(Try it)
Read the data and repeat it in full, exactly.

┄┄┄┄┄┄┄┄┄┄

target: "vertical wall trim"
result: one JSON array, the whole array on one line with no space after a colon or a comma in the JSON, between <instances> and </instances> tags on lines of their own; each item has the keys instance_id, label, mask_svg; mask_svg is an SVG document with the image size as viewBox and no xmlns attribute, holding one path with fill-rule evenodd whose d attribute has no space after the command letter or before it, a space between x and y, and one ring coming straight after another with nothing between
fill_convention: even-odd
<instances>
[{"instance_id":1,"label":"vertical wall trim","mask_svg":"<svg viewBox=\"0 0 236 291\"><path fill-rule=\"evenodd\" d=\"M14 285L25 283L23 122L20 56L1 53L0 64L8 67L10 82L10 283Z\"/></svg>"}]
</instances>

┄┄┄┄┄┄┄┄┄┄

(Task output)
target: "vertical wall trim"
result: one JSON array, the whole array on one line with no space after a colon or a comma in the JSON, between <instances> and </instances> tags on lines of their own; each item has the keys instance_id, label, mask_svg; mask_svg is an SVG document with the image size as viewBox and no xmlns attribute, holding one path with fill-rule evenodd whose d attribute has no space after the command letter or before it, a space between x and y, and one ring coming straight after another with nothing between
fill_convention: even-odd
<instances>
[{"instance_id":1,"label":"vertical wall trim","mask_svg":"<svg viewBox=\"0 0 236 291\"><path fill-rule=\"evenodd\" d=\"M14 285L25 283L23 122L20 56L1 53L0 64L8 67L10 82L10 283Z\"/></svg>"}]
</instances>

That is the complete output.